:: What is expected ::
Quote all entries in full, exactly.

:: The input ::
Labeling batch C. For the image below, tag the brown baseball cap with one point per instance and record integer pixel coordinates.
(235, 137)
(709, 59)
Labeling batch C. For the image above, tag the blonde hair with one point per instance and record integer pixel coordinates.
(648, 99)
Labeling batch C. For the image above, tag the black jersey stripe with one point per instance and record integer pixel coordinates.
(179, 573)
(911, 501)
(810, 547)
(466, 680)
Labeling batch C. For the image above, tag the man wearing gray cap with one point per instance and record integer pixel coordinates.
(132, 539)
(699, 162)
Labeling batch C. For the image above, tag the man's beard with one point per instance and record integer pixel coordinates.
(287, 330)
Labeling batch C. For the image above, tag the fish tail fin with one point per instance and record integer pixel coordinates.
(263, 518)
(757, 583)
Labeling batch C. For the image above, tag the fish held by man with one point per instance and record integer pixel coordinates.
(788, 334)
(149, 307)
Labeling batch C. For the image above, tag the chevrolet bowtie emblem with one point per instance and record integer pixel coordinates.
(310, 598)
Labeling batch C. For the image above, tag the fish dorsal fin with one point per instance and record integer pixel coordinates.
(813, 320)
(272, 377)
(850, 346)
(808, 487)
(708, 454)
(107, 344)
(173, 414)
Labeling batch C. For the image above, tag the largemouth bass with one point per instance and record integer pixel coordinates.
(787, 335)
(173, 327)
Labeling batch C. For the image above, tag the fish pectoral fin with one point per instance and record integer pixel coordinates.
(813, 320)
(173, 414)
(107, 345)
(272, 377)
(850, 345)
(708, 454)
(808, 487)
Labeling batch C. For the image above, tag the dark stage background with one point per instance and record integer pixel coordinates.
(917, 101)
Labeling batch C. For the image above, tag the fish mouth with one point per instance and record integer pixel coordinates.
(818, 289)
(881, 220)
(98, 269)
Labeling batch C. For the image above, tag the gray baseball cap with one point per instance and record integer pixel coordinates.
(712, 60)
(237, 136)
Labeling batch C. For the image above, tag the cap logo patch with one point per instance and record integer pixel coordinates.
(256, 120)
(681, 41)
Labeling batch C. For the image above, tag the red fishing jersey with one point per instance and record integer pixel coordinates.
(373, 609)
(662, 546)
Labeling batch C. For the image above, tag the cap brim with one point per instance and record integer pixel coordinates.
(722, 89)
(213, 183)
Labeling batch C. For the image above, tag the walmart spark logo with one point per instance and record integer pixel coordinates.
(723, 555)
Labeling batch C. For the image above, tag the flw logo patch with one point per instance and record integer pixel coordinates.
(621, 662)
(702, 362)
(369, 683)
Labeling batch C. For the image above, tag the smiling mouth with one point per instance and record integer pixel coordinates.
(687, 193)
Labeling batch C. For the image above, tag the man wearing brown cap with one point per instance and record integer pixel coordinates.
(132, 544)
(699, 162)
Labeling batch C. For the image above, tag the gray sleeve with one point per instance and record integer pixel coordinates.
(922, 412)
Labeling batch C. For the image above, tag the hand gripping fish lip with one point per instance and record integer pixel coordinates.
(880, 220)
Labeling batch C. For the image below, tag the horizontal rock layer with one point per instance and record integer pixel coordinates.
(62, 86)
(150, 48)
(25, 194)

:: Result of this task ::
Labeling batch C. For the image below, tag the brown baseball cap with one point per instance and record integer pixel coordinates.
(235, 137)
(709, 59)
Labeling batch C. For the image above, tag the blonde hair with one point per instance and record integer pixel coordinates.
(648, 99)
Labeling batch C. For the image above, tag the black jersey stripe with one point per instance and record integer pixel coordinates.
(179, 573)
(911, 501)
(810, 547)
(466, 680)
Labeling batch C. For the image above, tag the man wearing gray cap with one point per instance and record integer pixel coordinates.
(132, 539)
(699, 162)
Labeling batch C. For the image above, tag the man's beard with one point per instance and record integer pixel coordinates.
(287, 330)
Labeling batch C. For the image above, tag the fish tail fin with one point per instance and record integer pixel coordinates.
(263, 518)
(757, 583)
Labeling batch C. For the image above, tag the fish held by man with one point per instance and record integer pixel coordinates.
(788, 334)
(149, 307)
Labeling batch C. For the image above, tag the chevrolet bowtie emblem with one point per instance and record integer pixel coordinates.
(310, 598)
Labeling batch C. For the image above, tag the fish dorsal fin with one point per instance and record integer pixel coordinates.
(813, 320)
(272, 377)
(850, 346)
(808, 487)
(708, 454)
(107, 344)
(173, 414)
Labeling batch C. For the image above, tag the largemouth bass with one point per instance and record integer pixel coordinates.
(787, 335)
(173, 327)
Labeling batch C. For the image above, tag the fish pectoral fin with one point per instance and record integer pixel coordinates.
(813, 320)
(173, 414)
(107, 345)
(272, 377)
(850, 345)
(708, 454)
(808, 487)
Labeling batch C. For the image above, tag the dark stage background with one point per instance and record integer pixel coordinates.
(917, 101)
Labeling batch C. For the image above, tag the fish mouth with one point per instance and record integer pixel coordinates.
(818, 289)
(881, 220)
(98, 269)
Labeling batch C. For the image above, tag the gray baseball cap with one point per instance and record integer pixel coordinates.
(712, 60)
(237, 136)
Labeling batch C. For the image above, tag the cap logo patch with one point per instance and record integer pixel coordinates.
(256, 120)
(681, 41)
Labeling batch C. For the image above, tag the red fishing jersey with one point per instance and record integer pixel coordinates.
(373, 609)
(662, 546)
Labeling batch C. For the image above, tag the cap brim with one point per instance and record integer pixel coordinates.
(722, 89)
(213, 183)
Labeling batch C. For the image above, tag the walmart spark logo with one point per instance and record integer pixel coordinates.
(723, 555)
Labeling batch C. For the image above, tag the flw logo patch with one point per instance and record integer pixel coordinates.
(621, 662)
(702, 362)
(369, 683)
Labeling batch C. For the image above, tag the smiling mouth with one point per instance and record integer pixel coordinates.
(687, 193)
Labeling batch C. For the image above, tag the man wearing brown cap with one point per instance and record integer pixel coordinates.
(132, 544)
(699, 162)
Labeling batch C. For the image above, tag the gray sleeve with one point per instance and record integer pixel coordinates.
(922, 412)
Labeling batch C. For the image above, tag the hand gripping fish lip with one point per instance and record integer pixel coordinates.
(880, 220)
Labeling batch C. For the image below, tag the horizontal rock layer with one point per instance and record integer pixel coordinates.
(62, 86)
(150, 48)
(25, 194)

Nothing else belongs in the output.